* _Article_
···

## Dipole and Quadropole electrostatic potential moments and coefficents

<a href=”http://peeterjoot.com/archives/math2016//momentCoeffiecients.pdf”>[Click here for a PDF of this post with nicer formatting]</a>

In class Thursday we calculated the $$q_{1,1}$$ coefficient of the electrostatic moment, as covered in [1] chapter 4. Let’s verify the rest, as well as the tensor sum formula for the quadropole moment, and the spherical harmonic sum that yields the dipole moment potential.

The quadropole term of the potential was stated to be

\label{eqn:momentCoeffiecients:120}
\inv{4 \pi \epsilon_0} \frac{4 \pi}{5 r^3} \sum_{m=-2}^2 \int (r’)^2 \rho(\Bx’) Y_{lm}^\conj(\theta’, \phi’) Y_{lm}(\theta, \phi)
=
\inv{2} \sum_{ij} Q_{ij} \frac{x_i x_j}{r^5},

where

\label{eqn:momentCoeffiecients:140}
Q_{i,j} = \int \lr{ 3 x_i’ x_j’ – \delta_{ij} (r’)^2 } \rho(\Bx’) d^3 x’.

Let’s verify this. First note that

\label{eqn:momentCoeffiecients:160}
Y_{l,m} = \sqrt{\frac{2 l + 1}{4 \pi} \frac{(l-m)!}{(l+m)!}} P_l^m(\cos\theta) e^{i m \phi},

and
\label{eqn:momentCoeffiecients:180}
P_l^{-m}(x) =
(-1)^m \frac{(l-m)!}{(l+m)!} P_l^m(x),

so
\label{eqn:momentCoeffiecients:200}
\begin{aligned}
Y_{l,-m}
&= \sqrt{\frac{2 l + 1}{4 \pi} \frac{(l+m)!}{(l-m)!} }
P_l^{-m}(\cos\theta)
e^{-i m \phi} \\
&=
(-1)^m
\sqrt{\frac{2 l + 1}{4 \pi} \frac{(l-m)!}{(l+m)!} }
P_l^m(x)
e^{-i m \phi} \\
&=
(-1)^m Y_{l,m}^\conj.

···

Quote the post on electrostatic moments from "In class Thursday" to "dipole moment potential.". The entries that come next are separate material and have no connection to the post on electrostatic moments.

* _Extracted records_

···

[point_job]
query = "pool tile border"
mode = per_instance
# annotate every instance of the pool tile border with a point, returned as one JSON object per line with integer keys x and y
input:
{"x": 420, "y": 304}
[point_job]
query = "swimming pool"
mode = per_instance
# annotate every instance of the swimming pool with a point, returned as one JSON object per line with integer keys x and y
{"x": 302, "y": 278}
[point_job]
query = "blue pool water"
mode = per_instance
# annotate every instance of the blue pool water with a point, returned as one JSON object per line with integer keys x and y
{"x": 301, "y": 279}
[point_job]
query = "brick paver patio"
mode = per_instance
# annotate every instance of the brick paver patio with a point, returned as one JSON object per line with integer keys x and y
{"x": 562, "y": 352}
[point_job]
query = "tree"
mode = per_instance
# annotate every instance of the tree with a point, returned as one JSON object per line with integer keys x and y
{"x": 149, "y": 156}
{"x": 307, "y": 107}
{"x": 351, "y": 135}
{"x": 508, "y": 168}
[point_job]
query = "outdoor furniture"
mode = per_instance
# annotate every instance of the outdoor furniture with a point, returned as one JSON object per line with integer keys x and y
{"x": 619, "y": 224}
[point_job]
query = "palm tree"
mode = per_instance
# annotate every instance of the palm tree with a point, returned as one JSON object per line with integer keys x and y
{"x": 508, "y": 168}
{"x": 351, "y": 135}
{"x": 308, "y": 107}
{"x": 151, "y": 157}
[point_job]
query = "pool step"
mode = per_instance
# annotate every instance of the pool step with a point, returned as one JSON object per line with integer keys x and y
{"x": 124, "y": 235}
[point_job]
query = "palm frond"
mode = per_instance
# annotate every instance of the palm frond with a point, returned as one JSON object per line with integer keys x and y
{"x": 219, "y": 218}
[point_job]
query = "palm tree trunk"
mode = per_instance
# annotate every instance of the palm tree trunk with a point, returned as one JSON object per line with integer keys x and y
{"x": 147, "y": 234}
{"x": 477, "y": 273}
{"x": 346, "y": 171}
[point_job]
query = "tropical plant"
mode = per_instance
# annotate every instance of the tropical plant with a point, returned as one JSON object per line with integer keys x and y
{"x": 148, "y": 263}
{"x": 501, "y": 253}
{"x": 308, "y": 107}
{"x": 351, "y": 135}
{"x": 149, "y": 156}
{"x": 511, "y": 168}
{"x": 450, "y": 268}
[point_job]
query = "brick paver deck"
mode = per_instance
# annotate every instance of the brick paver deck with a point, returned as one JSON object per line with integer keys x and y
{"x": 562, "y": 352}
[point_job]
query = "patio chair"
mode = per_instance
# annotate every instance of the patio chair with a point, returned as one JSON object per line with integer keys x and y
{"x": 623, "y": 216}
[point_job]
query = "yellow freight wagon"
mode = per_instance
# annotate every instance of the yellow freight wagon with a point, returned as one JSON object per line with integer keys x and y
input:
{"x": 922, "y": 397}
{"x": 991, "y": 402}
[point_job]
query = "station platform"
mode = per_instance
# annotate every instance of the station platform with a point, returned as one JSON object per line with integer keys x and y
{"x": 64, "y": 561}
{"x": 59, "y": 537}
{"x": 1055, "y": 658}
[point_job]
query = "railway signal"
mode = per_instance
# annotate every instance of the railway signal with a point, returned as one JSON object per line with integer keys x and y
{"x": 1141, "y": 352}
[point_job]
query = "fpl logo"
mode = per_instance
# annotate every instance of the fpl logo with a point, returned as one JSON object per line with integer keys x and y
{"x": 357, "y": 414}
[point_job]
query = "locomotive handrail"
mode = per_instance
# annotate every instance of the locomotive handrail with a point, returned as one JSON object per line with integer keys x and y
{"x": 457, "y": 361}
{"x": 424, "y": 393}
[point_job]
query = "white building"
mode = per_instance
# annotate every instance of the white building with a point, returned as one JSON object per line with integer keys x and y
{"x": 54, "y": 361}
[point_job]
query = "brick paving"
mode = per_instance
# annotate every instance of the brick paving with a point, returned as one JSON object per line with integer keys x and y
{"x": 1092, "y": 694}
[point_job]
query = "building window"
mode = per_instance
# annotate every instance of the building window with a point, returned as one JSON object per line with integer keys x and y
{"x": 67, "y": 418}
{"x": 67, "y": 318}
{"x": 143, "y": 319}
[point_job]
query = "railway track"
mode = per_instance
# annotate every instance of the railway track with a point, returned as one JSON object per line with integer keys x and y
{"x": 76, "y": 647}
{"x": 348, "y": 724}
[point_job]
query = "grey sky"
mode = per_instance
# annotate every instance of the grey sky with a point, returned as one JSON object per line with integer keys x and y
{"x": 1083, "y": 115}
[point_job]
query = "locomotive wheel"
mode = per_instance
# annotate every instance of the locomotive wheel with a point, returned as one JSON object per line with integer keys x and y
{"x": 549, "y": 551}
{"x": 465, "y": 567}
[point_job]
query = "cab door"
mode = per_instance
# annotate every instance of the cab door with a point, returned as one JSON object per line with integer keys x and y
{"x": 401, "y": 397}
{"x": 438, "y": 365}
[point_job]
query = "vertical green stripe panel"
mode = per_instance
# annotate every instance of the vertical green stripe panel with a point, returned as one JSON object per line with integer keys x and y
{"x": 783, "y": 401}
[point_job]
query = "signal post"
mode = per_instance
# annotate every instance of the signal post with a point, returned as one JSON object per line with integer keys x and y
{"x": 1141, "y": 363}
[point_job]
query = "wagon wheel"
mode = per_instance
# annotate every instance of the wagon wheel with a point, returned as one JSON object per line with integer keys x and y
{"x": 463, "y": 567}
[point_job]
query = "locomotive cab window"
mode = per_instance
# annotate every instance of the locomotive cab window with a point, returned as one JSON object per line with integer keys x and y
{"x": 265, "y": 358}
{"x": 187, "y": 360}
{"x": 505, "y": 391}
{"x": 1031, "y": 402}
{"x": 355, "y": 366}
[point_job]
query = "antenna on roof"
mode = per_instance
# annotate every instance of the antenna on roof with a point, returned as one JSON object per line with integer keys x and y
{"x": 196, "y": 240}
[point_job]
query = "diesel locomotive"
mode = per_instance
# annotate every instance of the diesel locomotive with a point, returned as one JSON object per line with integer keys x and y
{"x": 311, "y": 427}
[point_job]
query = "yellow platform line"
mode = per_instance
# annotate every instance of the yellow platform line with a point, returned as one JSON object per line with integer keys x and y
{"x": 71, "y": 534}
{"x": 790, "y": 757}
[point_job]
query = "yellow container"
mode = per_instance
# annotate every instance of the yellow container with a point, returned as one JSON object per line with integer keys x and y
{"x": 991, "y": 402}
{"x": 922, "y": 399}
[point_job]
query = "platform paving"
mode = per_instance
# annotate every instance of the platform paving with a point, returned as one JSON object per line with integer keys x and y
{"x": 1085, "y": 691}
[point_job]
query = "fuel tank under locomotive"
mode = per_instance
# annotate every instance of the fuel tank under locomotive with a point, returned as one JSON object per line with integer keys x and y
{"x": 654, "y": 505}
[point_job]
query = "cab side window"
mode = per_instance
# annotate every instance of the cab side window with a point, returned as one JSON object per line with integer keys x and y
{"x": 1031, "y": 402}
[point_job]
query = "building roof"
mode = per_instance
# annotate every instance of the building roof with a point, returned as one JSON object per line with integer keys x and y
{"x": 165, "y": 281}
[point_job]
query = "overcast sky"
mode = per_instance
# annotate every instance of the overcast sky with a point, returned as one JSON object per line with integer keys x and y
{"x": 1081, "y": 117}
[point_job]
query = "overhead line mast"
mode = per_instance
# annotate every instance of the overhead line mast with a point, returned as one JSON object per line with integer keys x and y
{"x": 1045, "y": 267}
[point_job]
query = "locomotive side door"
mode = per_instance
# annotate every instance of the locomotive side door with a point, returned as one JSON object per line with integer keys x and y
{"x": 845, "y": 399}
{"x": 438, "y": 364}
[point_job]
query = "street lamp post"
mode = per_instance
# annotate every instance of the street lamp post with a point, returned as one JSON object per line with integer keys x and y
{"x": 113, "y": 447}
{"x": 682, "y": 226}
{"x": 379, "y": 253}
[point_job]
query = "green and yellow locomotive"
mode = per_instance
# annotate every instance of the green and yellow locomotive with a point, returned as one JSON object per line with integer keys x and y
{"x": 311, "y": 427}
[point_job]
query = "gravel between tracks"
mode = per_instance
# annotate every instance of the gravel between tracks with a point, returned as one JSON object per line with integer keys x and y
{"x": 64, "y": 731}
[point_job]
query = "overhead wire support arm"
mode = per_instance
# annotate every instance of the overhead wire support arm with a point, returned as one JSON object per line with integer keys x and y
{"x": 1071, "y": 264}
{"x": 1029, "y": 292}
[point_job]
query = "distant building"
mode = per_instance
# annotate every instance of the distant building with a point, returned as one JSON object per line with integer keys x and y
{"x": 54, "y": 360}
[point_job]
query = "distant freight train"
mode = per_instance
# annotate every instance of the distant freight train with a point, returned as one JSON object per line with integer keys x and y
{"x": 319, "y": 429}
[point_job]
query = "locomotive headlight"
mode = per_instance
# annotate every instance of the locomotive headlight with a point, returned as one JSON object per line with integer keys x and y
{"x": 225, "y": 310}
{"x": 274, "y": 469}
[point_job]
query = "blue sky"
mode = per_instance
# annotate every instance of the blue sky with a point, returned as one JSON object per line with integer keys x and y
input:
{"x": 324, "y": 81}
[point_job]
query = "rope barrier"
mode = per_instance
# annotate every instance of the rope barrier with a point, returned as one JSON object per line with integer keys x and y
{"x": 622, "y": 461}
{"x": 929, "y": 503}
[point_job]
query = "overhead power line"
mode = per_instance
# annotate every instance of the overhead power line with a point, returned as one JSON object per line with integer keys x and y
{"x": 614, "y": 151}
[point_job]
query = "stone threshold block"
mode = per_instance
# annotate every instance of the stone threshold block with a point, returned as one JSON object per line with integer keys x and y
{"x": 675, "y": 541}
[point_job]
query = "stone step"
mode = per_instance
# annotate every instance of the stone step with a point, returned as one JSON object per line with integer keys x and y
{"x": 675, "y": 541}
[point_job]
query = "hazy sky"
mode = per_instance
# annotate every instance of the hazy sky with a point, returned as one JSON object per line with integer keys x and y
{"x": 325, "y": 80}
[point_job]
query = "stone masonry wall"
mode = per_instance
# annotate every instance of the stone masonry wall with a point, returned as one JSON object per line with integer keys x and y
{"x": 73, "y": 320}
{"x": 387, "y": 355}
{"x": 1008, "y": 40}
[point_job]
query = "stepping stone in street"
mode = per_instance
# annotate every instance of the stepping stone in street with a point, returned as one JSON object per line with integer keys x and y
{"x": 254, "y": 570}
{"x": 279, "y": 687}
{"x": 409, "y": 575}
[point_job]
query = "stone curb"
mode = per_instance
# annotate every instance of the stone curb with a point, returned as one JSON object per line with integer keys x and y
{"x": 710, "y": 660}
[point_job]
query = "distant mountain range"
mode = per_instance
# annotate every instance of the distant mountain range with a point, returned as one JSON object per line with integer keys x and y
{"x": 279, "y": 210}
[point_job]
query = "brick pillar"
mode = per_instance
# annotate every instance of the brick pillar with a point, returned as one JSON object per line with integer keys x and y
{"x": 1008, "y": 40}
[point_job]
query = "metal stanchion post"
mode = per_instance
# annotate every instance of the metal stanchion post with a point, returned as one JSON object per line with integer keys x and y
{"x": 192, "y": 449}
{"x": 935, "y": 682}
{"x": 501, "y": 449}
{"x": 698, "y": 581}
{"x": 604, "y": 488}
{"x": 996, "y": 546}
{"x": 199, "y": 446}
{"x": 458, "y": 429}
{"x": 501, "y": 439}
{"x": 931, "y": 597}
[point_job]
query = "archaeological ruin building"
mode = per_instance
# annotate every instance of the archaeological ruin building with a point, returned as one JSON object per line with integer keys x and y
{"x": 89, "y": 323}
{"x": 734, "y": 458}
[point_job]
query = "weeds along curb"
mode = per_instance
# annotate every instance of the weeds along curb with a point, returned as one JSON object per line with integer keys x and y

···

* _Task result_
In class Thursday we calculated the $$q_{1,1}$$ coefficient of the electrostatic moment, as covered in [1] chapter 4. Let’s verify the rest, as well as the tensor sum formula for the quadropole moment, and the spherical harmonic sum that yields the dipole moment potential.